### [WHAT TO WORK ON]
Write out the line that contains "of the wicker" and every line after it through the end of the entries, exactly as given and with no other lines.

- - - -

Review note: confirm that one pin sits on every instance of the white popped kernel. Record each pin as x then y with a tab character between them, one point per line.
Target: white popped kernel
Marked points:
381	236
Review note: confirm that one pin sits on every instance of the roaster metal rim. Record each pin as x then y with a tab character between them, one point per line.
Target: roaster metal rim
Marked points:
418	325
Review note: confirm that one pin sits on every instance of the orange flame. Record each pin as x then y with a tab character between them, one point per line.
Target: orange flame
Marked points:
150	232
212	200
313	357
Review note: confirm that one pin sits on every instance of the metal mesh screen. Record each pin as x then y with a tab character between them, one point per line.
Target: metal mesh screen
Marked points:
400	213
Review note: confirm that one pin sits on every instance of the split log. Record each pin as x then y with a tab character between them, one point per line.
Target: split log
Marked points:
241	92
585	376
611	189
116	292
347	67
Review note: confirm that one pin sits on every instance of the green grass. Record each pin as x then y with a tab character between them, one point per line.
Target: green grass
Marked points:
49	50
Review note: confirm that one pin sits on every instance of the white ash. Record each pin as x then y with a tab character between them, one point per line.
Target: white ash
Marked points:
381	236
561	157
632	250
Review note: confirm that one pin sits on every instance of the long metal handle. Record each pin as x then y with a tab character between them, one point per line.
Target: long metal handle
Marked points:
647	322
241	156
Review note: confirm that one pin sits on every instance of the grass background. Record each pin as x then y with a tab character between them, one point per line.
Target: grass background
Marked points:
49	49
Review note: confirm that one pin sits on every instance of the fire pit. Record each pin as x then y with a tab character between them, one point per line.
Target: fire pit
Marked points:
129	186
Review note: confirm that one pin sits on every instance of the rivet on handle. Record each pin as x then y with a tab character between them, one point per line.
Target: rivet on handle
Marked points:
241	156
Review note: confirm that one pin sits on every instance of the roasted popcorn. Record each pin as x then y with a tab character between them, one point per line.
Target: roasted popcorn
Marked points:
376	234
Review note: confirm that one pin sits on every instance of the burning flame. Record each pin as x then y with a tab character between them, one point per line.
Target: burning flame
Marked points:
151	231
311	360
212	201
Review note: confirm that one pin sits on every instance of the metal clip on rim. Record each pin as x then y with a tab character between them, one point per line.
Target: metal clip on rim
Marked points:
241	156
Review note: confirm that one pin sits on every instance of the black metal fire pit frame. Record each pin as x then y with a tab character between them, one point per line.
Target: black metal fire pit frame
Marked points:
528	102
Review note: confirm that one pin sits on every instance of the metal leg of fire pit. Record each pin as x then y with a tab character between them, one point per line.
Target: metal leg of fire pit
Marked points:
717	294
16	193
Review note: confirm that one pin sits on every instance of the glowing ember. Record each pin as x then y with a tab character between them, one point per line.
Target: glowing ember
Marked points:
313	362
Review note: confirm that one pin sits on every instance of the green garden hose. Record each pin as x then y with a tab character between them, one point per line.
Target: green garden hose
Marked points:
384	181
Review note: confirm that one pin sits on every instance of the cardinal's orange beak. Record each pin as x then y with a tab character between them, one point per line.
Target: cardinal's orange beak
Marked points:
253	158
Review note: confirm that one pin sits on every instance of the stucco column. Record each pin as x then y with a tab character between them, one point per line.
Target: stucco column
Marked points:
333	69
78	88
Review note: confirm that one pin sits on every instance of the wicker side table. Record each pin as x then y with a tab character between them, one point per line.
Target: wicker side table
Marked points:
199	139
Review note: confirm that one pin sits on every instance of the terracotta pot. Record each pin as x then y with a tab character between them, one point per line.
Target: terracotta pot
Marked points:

- - - -

### [TASK ANSWER]
Review note: confirm that one pin sits on every instance of the wicker side table. Record each pin as x then y with a tab character between them, one point per line.
Target: wicker side table
Marked points:
199	139
Review note: confirm that one pin sits on every instance of the terracotta pot. Record each pin as x then y with a tab character between them, one point per line.
Target: terracotta pot
Marked points:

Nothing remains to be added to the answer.